▶ _Instructions to follow_
The output is the lines below from the one with "Query: rider's head" through the one with "Query: <item>blazer lapel</item>", both included, printed exactly and with no other line.

▶ _Stored data entries_
····················

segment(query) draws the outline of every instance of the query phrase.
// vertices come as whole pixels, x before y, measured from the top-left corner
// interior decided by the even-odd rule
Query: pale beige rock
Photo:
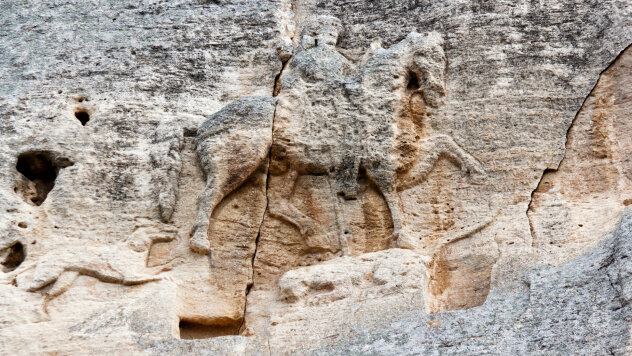
[[[0,353],[629,351],[627,3],[0,12]]]
[[[533,192],[533,246],[552,262],[593,248],[632,204],[631,66],[628,48],[602,73],[568,132],[559,168]]]

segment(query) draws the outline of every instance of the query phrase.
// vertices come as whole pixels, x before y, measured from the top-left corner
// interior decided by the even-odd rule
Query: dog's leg
[[[57,278],[57,280],[55,281],[55,284],[51,287],[51,289],[48,292],[46,292],[46,296],[44,297],[44,302],[42,303],[42,309],[44,311],[44,315],[46,316],[46,320],[50,320],[50,317],[48,314],[48,303],[51,300],[55,299],[56,297],[64,294],[68,289],[70,289],[72,284],[75,283],[75,280],[77,279],[77,277],[79,277],[79,272],[77,271],[64,271]]]

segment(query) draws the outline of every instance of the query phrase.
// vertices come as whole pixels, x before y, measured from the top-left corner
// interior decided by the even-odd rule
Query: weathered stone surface
[[[631,243],[628,209],[613,236],[593,251],[524,271],[521,286],[492,290],[481,307],[404,312],[299,354],[628,355]]]
[[[631,12],[4,1],[0,353],[632,352]]]
[[[529,206],[534,247],[565,256],[611,233],[632,203],[629,98],[632,51],[599,78],[571,126],[564,159],[547,171]]]

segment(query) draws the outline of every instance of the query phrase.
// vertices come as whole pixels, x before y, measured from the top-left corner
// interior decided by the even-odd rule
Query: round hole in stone
[[[88,121],[90,121],[90,114],[88,114],[88,112],[85,110],[75,111],[75,117],[77,118],[77,120],[79,120],[79,122],[81,122],[81,125],[83,126],[86,126]]]
[[[26,258],[26,251],[24,250],[24,246],[21,242],[16,242],[11,247],[8,248],[4,259],[2,260],[2,270],[6,272],[11,272],[18,268],[24,262]]]
[[[28,225],[24,221],[20,221],[18,223],[18,227],[21,228],[21,229],[26,229],[28,227]]]

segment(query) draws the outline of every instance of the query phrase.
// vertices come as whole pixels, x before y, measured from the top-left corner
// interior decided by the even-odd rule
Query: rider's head
[[[311,19],[301,32],[301,47],[335,46],[342,31],[340,20],[332,16]]]

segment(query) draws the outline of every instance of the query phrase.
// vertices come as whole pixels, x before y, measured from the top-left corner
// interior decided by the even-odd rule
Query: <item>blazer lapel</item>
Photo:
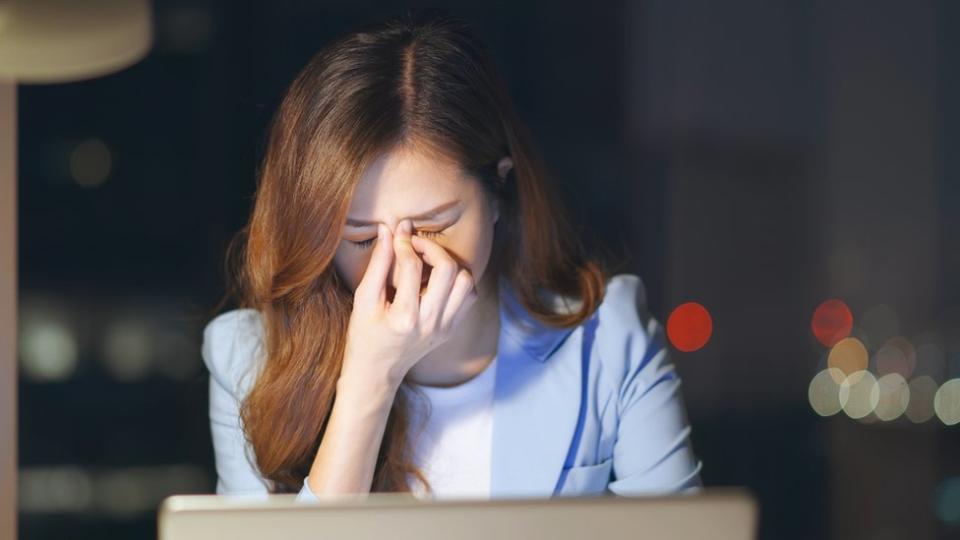
[[[574,328],[543,325],[500,283],[490,495],[550,497],[576,430],[580,347],[561,347]]]

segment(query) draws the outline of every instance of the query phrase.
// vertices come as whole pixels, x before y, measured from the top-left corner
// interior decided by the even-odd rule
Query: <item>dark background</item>
[[[827,298],[960,376],[960,4],[421,5],[483,36],[584,240],[657,318],[712,313],[706,347],[673,351],[707,486],[749,487],[763,538],[960,533],[960,427],[807,399]],[[200,332],[266,124],[317,49],[400,12],[154,9],[135,66],[19,89],[25,539],[151,538],[162,497],[213,492]]]

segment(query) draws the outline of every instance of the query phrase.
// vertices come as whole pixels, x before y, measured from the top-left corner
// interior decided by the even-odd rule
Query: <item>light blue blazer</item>
[[[638,276],[613,276],[599,308],[574,328],[537,322],[507,280],[500,300],[491,498],[701,489],[680,379]],[[218,494],[270,488],[239,424],[240,401],[263,358],[258,315],[227,311],[203,333]],[[305,481],[297,500],[318,499]]]

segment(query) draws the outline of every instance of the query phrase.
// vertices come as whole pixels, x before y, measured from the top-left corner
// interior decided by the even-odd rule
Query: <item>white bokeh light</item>
[[[820,416],[833,416],[840,412],[840,385],[843,372],[837,368],[827,368],[817,373],[807,388],[807,399],[810,407]]]
[[[848,375],[840,384],[840,406],[850,418],[863,418],[872,413],[880,401],[877,378],[869,371]]]
[[[20,367],[25,377],[37,381],[62,381],[77,369],[77,338],[60,321],[24,318],[18,345]]]
[[[910,386],[899,373],[888,373],[877,380],[879,399],[874,409],[877,418],[884,421],[896,420],[910,403]]]
[[[960,423],[960,379],[950,379],[940,385],[933,398],[933,410],[948,426]]]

····················

▶ _Exercise result_
Query: rider's head
[[[311,19],[301,32],[301,47],[335,46],[342,31],[340,20],[332,16]]]

segment(query) draws the outline of every instance of the query phrase.
// vertices come as whole pixels, x before y, measured from the top-left corner
// interior decided by the even-odd rule
Query: <item>blazer lapel</item>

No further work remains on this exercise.